(Region labeling rows)
###

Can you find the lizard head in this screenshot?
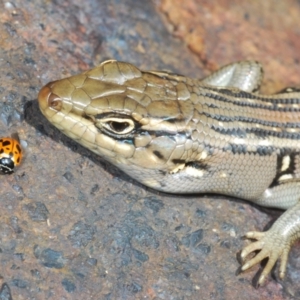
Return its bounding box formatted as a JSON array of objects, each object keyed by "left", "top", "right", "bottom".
[{"left": 38, "top": 60, "right": 197, "bottom": 188}]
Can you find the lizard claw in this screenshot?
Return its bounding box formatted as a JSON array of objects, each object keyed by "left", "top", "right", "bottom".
[{"left": 240, "top": 229, "right": 290, "bottom": 286}]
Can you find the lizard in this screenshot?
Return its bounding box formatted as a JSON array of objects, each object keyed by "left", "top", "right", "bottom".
[{"left": 38, "top": 60, "right": 300, "bottom": 285}]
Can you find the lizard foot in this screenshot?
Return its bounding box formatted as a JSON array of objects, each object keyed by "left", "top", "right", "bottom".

###

Task goal:
Present every line of the rows above as a numbered list, leaving out blank lines. Leave the picture out of the list.

Solution to this exercise:
1. Can you find the lizard head in this screenshot?
2. Return its bounding box formatted as a JSON array of objects, each object keyed by "left", "top", "right", "bottom".
3. [{"left": 38, "top": 60, "right": 197, "bottom": 188}]
4. Can you find the lizard claw in this screenshot?
5. Return its bounding box formatted as a JSON array of objects, each object keyed by "left", "top", "right", "bottom".
6. [{"left": 240, "top": 229, "right": 290, "bottom": 286}]
7. Can you find the lizard in this screenshot?
8. Return its bounding box formatted as a JSON array of objects, each object keyed by "left", "top", "right", "bottom".
9. [{"left": 38, "top": 60, "right": 300, "bottom": 285}]
10. Can you find the lizard foot in this screenshot?
11. Return its bounding box formatted as a JSON array of objects, each object keyed by "left", "top", "right", "bottom".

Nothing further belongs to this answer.